→ Excerpted text:
BEGIN

Rate Limiting and Session State

The following files were used as context for generating this wiki page:

Purpose and Scope

This document describes two critical infrastructure components of the WSHawk scanner: the TokenBucketRateLimiter and the SessionStateMachine. The rate limiter prevents server overload and detection by controlling request throughput with adaptive adjustment capabilities. The session state machine tracks WebSocket connection lifecycle and manages authentication sequences from YAML configurations.

For information about the payload mutation and WAF evasion strategies that work alongside rate limiting, see Payload Mutation and WAF Evasion. For authentication configuration details, see Configuration and Authentication.

TokenBucketRateLimiter

Overview

The TokenBucketRateLimiter implements a token bucket algorithm to control the rate of payload injection during vulnerability scanning. It supports both fixed-rate and adaptive rate limiting modes, automatically adjusting throughput based on server response behavior.

Sources: wshawk/scanner_v2.py:19, wshawk/scanner_v2.py:45-49

Architecture and Design

The rate limiter is initialized as part of the WSHawkV2 scanner with three key parameters:

| Parameter | Description | Default Value | |-----------|-------------|---------------| | tokens_per_second | Base request rate (RPS) | Configurable via max_rps parameter | | bucket_size | Maximum burst capacity | max_rps * 2 | | enable_adaptive | Enable adaptive rate adjustment | True |

graph TB
    subgraph "Token Bucket Algorithm"
        Bucket["Token Bucket<br/>(bucket_size capacity)"]
        Refill["Token Refill Process<br/>(tokens_per_second rate)"]
        Request["Incoming Request<br/>await acquire()"]
    end
    
    subgraph "Adaptive Control System"
        Monitor["Response Monitor<br/>(timeouts, errors)"]
        Adjuster["Rate Adjuster<br/>(increase/decrease RPS)"]
        Stats["Statistics Tracker<br/>(total_requests, total_waits)"]
    end
    
    Refill -->|"Adds tokens periodically"| Bucket
    Request -->|"Consumes 1 token"| Bucket
    Bucket -->|"Token available"| Allow["Request Allowed"]
    Bucket -->|"No tokens"| Wait["Request Waits"]
    
    Allow --> Monitor
    Wait --> Monitor
    Monitor -->|"High error rate"| Adjuster
    Adjuster -->|"Adjusts rate"| Refill
    
    Request --> Stats
    Wait --> Stats
    
    style Bucket fill:#f9f9f9
    style Adjuster fill:#e8e8e8

Sources: wshawk/scanner_v2.py:45-49

Adaptive Rate Control

The adaptive feature monitors server responses and automatically reduces request rate when detecting signs of server stress:

Timeout Detection: Frequent asyncio.TimeoutError exceptions trigger rate reduction
Error Patterns: HTTP 429 (Too Many Requests) or connection failures
Rate Adjustments: Tracked in statistics as adaptive_adjustments

When enabled, the system maintains optimal throughput without overwhelming the target server or triggering rate-based detection mechanisms.

END

→ Task 1: List every line in the records below that contains the word "blurred", with case counting.

Entries pointing to named objects:
BEGIN

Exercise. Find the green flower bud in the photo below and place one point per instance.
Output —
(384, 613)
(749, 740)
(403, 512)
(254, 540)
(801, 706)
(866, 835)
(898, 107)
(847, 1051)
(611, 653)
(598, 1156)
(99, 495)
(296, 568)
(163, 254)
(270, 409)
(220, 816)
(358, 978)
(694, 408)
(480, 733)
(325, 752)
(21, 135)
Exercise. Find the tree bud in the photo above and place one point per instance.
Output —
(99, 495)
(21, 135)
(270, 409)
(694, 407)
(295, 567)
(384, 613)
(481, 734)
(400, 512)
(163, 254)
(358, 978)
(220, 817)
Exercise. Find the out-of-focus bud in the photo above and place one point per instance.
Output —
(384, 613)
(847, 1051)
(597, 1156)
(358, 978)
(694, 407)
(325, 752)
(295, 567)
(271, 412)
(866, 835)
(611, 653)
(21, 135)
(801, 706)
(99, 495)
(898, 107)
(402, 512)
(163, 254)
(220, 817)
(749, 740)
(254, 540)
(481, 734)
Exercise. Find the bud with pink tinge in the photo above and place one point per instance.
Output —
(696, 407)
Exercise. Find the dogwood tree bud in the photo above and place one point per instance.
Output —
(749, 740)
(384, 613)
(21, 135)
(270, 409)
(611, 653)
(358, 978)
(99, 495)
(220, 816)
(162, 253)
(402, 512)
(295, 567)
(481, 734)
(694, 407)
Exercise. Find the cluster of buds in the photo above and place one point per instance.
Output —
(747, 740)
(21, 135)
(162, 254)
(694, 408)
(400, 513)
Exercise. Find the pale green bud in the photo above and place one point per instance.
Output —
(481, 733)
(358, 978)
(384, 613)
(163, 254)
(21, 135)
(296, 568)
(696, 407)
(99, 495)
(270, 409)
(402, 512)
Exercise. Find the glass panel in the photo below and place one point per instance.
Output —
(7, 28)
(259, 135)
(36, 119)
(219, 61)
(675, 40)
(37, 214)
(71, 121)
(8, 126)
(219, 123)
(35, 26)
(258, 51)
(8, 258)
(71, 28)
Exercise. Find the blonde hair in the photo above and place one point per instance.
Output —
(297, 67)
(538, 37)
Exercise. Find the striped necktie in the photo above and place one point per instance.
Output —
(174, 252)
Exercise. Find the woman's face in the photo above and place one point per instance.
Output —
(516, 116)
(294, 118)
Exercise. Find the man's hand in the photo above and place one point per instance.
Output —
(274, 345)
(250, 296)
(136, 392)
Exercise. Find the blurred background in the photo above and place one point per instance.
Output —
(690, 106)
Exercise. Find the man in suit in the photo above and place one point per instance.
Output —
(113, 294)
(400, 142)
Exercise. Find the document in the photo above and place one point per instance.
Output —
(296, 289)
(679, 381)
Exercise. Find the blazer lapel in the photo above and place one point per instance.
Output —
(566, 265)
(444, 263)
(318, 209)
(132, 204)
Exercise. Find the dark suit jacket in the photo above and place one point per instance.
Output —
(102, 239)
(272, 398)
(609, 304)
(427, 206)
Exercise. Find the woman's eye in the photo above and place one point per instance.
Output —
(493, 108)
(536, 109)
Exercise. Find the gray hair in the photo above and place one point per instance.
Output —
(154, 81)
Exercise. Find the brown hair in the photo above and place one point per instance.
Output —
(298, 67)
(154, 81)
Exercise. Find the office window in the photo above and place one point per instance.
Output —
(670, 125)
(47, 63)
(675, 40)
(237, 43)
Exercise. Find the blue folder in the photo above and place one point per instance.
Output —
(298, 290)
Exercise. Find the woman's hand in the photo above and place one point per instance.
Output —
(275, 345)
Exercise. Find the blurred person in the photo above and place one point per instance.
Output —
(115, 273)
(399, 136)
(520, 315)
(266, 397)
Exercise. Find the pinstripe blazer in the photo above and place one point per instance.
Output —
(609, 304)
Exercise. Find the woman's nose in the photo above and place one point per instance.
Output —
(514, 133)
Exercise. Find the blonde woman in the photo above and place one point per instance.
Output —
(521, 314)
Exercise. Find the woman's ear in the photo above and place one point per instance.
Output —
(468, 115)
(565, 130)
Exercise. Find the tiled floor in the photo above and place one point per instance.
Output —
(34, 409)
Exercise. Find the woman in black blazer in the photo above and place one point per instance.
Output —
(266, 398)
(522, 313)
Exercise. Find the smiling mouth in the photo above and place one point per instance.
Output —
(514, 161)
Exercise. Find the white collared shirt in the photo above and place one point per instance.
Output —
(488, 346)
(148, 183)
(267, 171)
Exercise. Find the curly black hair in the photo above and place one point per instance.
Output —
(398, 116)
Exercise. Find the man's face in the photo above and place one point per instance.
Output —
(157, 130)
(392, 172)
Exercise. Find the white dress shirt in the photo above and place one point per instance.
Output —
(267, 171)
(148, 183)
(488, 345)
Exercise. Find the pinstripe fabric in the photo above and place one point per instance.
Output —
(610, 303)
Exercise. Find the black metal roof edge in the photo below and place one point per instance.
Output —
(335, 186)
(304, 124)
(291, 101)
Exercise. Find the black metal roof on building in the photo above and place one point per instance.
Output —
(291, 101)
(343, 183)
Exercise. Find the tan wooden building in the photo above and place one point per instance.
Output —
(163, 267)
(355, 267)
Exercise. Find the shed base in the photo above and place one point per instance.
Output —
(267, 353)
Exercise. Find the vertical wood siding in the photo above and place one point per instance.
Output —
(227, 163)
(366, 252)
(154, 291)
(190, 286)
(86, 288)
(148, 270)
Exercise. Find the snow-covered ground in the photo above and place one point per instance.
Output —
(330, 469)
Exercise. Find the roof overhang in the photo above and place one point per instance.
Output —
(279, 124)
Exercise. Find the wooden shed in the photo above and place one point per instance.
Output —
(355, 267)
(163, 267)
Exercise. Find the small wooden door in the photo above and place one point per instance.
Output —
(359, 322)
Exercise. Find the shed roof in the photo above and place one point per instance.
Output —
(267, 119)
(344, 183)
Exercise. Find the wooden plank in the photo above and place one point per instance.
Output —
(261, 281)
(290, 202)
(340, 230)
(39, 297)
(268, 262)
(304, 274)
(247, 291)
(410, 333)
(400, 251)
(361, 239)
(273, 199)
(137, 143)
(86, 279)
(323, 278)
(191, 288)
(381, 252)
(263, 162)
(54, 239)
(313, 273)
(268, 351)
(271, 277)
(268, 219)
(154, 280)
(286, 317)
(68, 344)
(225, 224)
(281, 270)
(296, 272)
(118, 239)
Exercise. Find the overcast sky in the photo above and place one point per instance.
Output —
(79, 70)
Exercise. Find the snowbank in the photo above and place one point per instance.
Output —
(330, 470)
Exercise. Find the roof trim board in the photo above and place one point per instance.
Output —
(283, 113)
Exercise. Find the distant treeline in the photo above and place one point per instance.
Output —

END

→ Task 2: Write the next part of the page on rate limiting and session state, starting after its last sentence.

→ Written response 1:
Exercise. Find the blurred background in the photo above and place one point per instance.
Exercise. Find the blurred person in the photo above and place one point per instance.

→ Written response 2:
Sources: wshawk/scanner_v2.py:48

Integration with Scanner

The rate limiter is integrated at the scanner initialization level and used throughout vulnerability testing modules:

flowchart LR
    subgraph "WSHawkV2 Initialization"
        Init["__init__()<br/>scanner_v2.py:33-49"]
        RLCreate["TokenBucketRateLimiter<br/>tokens_per_second=max_rps<br/>enable_adaptive=True"]
    end
    
    subgraph "Vulnerability Testing"
        SQL["test_sql_injection_v2()"]
        XSS["test_xss_v2()"]
        CMD["test_command_injection_v2()"]
        SSRF["test_ssrf_v2()"]
        Other["Other test methods"]
    end
    
    subgraph "Rate Limiting Mechanism"
        Acquire["await rate_limiter.acquire()"]
        Send["await ws.send(payload)"]
        Sleep["await asyncio.sleep(0.05)"]
    end
    
    Init --> RLCreate
    RLCreate --> SQL
    RLCreate --> XSS
    RLCreate --> CMD
    RLCreate --> SSRF
    RLCreate --> Other
    
    SQL --> Acquire
    SSRF --> Acquire
    Acquire --> Send
    Send --> Sleep
    
    style RLCreate fill:#f0f0f0
    style Acquire fill:#e0e0e0

Example Usage in SSRF Testing:

The SSRF test explicitly calls acquire() before each request to enforce rate limiting:

wshawk/scanner_v2.py:509

await self.rate_limiter.acquire()
msg = json.dumps({"action": "fetch_url", "url": target})
await ws.send(msg)

Implicit Rate Limiting:

Most test methods use implicit rate limiting through asyncio.sleep() calls after each request:

wshawk/scanner_v2.py:204, wshawk/scanner_v2.py:285, wshawk/scanner_v2.py:351

Sources: wshawk/scanner_v2.py:45-49, wshawk/scanner_v2.py:509, wshawk/scanner_v2.py:204, wshawk/scanner_v2.py:285

Statistics and Monitoring

After scan completion, the scanner retrieves and displays rate limiter statistics:

graph LR
    Scanner["WSHawkV2.run_heuristic_scan()"]
    GetStats["rate_limiter.get_stats()"]
    StatsDict["Statistics Dictionary"]
    Display["Logger.info() Output"]
    
    Scanner --> GetStats
    GetStats --> StatsDict
    StatsDict --> Display
    
    subgraph "Statistics Keys"
        TR["total_requests<br/>(int)"]
        TW["total_waits<br/>(int)"]
        CR["current_rate<br/>(float)"]
        AA["adaptive_adjustments<br/>(int)"]
    end
    
    StatsDict --> TR
    StatsDict --> TW
    StatsDict --> CR
    StatsDict --> AA
    
    style StatsDict fill:#f5f5f5

Statistics Output:

wshawk/scanner_v2.py:672-675

rate_stats = self.rate_limiter.get_stats()
Logger.info(f"Rate limiter: {rate_stats['total_requests']} requests, {rate_stats['total_waits']} waits")
Logger.info(f"  Current rate: {rate_stats['current_rate']}, Adaptive adjustments: {rate_stats['adaptive_adjustments']}")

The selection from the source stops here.